▸ **PROBLEM TO WORK ON**
Below is a block of data; give all of it again word for word.

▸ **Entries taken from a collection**
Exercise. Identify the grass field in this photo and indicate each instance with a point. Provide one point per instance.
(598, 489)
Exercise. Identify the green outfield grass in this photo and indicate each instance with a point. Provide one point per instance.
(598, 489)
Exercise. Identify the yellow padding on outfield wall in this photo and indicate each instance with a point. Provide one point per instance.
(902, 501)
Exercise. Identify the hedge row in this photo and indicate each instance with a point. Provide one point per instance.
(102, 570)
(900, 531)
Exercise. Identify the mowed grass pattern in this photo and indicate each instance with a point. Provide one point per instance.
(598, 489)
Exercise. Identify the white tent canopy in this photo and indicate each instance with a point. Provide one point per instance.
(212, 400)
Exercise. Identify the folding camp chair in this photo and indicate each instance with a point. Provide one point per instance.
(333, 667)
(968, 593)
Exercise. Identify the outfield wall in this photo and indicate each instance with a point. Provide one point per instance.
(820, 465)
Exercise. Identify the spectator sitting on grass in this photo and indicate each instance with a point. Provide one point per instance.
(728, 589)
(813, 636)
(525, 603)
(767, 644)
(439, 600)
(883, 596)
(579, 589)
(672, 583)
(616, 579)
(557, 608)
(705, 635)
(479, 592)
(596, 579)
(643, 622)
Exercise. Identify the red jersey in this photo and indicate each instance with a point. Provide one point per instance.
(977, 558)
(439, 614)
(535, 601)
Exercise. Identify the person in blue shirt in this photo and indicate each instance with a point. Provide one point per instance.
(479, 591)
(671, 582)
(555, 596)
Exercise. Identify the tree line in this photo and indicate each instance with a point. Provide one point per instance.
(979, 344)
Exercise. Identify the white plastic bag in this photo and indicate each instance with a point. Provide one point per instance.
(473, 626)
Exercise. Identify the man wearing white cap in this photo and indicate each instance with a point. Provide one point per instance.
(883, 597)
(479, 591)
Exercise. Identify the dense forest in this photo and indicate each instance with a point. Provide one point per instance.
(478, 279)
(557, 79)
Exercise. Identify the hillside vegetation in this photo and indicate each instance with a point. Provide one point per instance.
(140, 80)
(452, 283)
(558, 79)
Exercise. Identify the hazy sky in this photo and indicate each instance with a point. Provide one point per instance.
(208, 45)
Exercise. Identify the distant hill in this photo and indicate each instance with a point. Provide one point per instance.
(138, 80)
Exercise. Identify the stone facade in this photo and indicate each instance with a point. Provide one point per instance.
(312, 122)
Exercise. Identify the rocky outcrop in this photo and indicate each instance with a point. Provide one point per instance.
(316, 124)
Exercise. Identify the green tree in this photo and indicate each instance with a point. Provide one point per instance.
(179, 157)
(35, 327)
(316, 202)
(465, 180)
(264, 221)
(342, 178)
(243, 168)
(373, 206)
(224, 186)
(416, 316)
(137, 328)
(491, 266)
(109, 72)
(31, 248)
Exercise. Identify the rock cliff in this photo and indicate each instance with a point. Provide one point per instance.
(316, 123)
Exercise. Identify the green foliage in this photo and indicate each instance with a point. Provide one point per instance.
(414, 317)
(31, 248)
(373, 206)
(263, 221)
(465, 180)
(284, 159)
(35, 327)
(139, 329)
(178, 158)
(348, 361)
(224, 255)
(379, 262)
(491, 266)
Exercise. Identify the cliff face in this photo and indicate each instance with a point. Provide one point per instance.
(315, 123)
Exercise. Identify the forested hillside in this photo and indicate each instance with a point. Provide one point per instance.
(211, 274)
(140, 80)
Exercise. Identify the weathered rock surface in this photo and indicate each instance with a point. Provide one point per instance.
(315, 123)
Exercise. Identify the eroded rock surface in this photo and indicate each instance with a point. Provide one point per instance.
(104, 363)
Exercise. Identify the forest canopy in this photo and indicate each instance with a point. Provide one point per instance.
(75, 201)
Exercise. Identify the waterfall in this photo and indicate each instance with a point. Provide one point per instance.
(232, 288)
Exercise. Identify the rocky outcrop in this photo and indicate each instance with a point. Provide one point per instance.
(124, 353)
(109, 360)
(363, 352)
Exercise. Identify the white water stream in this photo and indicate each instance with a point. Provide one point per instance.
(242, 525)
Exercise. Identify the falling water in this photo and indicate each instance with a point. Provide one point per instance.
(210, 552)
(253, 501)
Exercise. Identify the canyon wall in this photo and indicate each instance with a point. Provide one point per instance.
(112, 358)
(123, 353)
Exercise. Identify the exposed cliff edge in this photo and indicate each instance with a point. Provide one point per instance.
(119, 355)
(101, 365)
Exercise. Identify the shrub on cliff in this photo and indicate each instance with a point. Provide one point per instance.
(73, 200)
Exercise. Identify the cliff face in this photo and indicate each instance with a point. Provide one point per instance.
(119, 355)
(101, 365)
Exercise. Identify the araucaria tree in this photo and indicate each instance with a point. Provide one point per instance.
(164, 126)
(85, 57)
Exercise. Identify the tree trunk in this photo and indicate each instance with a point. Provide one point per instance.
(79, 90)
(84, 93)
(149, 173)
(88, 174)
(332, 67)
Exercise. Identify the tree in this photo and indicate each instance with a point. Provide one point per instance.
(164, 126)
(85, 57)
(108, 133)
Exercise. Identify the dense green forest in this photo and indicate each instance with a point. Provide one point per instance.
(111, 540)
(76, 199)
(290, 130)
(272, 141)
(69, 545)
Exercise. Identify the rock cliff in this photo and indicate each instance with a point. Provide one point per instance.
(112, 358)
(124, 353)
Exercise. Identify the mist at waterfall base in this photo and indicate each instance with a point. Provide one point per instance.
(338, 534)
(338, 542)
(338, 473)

▸ **FULL OUTPUT**
Exercise. Identify the grass field in this photo and indicate each instance with a point. Provide one point per instance.
(598, 489)
Exercise. Identify the green outfield grass in this photo and indicate each instance with a point. Provide one point per instance.
(598, 489)
Exercise. Identify the yellow padding on outfield wall in this photo and indicate each instance with a point. Provide one point per instance.
(902, 501)
Exercise. Identify the hedge row in this photo and indicate each instance with a point. Provide one point per instance.
(102, 570)
(900, 531)
Exercise. Identify the mowed grass pattern in this photo and indicate each instance with a point. Provide one point per instance.
(598, 489)
Exercise. Identify the white tent canopy in this photo and indicate each instance with a point. Provide one point per instance.
(212, 400)
Exercise. Identify the folding camp chair in this photo and indicate each instance with a point. Provide one point per instance.
(333, 667)
(968, 593)
Exercise. Identify the outfield wall in this photo and indicate each instance with a point. Provide one point per instance.
(820, 465)
Exercise. Identify the spectator sitting on grass in this photo and indicate each instance with a point. Provide one point per instance.
(728, 589)
(813, 636)
(525, 603)
(767, 644)
(439, 600)
(883, 596)
(579, 589)
(672, 583)
(616, 579)
(557, 608)
(705, 635)
(479, 592)
(596, 579)
(643, 622)
Exercise. Identify the red jersey in this photo and indicate each instance with a point. Provide one point per instance.
(977, 558)
(439, 614)
(535, 601)
Exercise. Identify the person in blue shirt in this photo and indicate each instance with a point. Provide one point per instance.
(479, 591)
(671, 582)
(555, 596)
Exercise. Identify the tree line in this photo and indicate each instance with a point. Provide one point per instance.
(979, 344)
Exercise. Identify the white plastic bag in this photo and indicate each instance with a point. Provide one point per instance.
(473, 626)
Exercise. Identify the man wearing white cap in this photo and indicate each instance with a point. Provide one point per instance.
(883, 597)
(479, 591)
Exercise. Identify the dense forest in this photo and indicate each instance with a point. Provide one point per instance.
(478, 279)
(557, 79)
Exercise. Identify the hillside vegetation in this photo and indicate each instance with a point. Provide one point per instance.
(140, 80)
(452, 283)
(558, 79)
Exercise. Identify the hazy sky in this photo and indicate each instance with a point. Provide one point per instance.
(208, 45)
Exercise. Identify the distant hill in this photo and indicate each instance with a point. Provide one point per instance.
(138, 80)
Exercise. Identify the stone facade in this photo and indicate each instance with a point. Provide one point per instance.
(312, 122)
Exercise. Identify the rocky outcrop in this photo and indicate each instance with a point. Provide one point per instance.
(316, 124)
Exercise. Identify the green tree in this photo and indicate each instance with a point. Provide one point per instance.
(179, 157)
(35, 327)
(316, 202)
(465, 180)
(264, 221)
(342, 178)
(243, 168)
(373, 206)
(224, 186)
(416, 316)
(137, 328)
(491, 266)
(109, 72)
(31, 248)
Exercise. Identify the rock cliff in this photo and indicate each instance with a point. Provide one point per instance.
(316, 123)
Exercise. Identify the green foliage in this photo and indicate each instance with a point. Provide one point per instance.
(414, 317)
(31, 248)
(373, 206)
(263, 221)
(465, 180)
(284, 159)
(35, 327)
(139, 329)
(178, 158)
(348, 361)
(224, 255)
(379, 262)
(491, 266)
Exercise. Identify the cliff face in this photo and indicate each instance with a point. Provide one point per instance.
(315, 123)
Exercise. Identify the forested hillside in this photo and indicate each instance with a point. Provide one point per instance.
(211, 274)
(140, 80)
Exercise. Identify the weathered rock surface in this photo and indicate each instance with a point. Provide one point per instance.
(315, 123)
Exercise. Identify the eroded rock surface in this photo and indicate each instance with a point. Provide one point per instance.
(104, 363)
Exercise. Identify the forest canopy in this photo and indicate each instance with a point. Provide one point per instance.
(75, 201)
Exercise. Identify the waterfall in this photo and indicate each instance with a point. Provide one point per instance.
(232, 288)
Exercise. Identify the rocky outcrop in this photo and indicate each instance with a point. Provide one point per instance.
(124, 353)
(109, 360)
(363, 352)
Exercise. Identify the white water stream in this photo and indicate each instance with a point. Provide one point per instance.
(242, 525)
Exercise. Identify the falling water in this photo and indicate each instance with a point. Provide one point per instance.
(210, 552)
(253, 501)
Exercise. Identify the canyon wall in this photo and indicate each instance with a point. Provide one point per instance.
(112, 358)
(123, 353)
Exercise. Identify the exposed cliff edge in this photo and indicate each instance with a point. Provide one point per instance.
(119, 355)
(101, 365)
Exercise. Identify the shrub on cliff in this photo and indicate each instance with a point. Provide one point per instance.
(73, 200)
Exercise. Identify the cliff face in this photo and indicate each instance with a point. Provide one point per instance.
(119, 355)
(101, 365)
Exercise. Identify the araucaria tree in this photo and indicate each instance with a point. Provide one point per instance.
(164, 126)
(85, 57)
Exercise. Identify the tree trunk in this photo and indicate each instance with a point. Provide one point per instance.
(79, 90)
(84, 93)
(149, 173)
(88, 174)
(332, 67)
Exercise. Identify the tree in this photo and indicate each instance with a point. Provide one point per instance.
(164, 126)
(85, 57)
(108, 133)
Exercise. Identify the dense green forest in this photo and indicate each instance with a point. Provide one point per instance.
(111, 540)
(76, 199)
(290, 130)
(272, 141)
(69, 545)
Exercise. Identify the rock cliff in this photo and indicate each instance with a point. Provide one point per instance.
(112, 358)
(124, 353)
Exercise. Identify the mist at waterfall base in this photo and indicate each instance with a point. Provide one point per instance.
(338, 534)
(338, 542)
(338, 473)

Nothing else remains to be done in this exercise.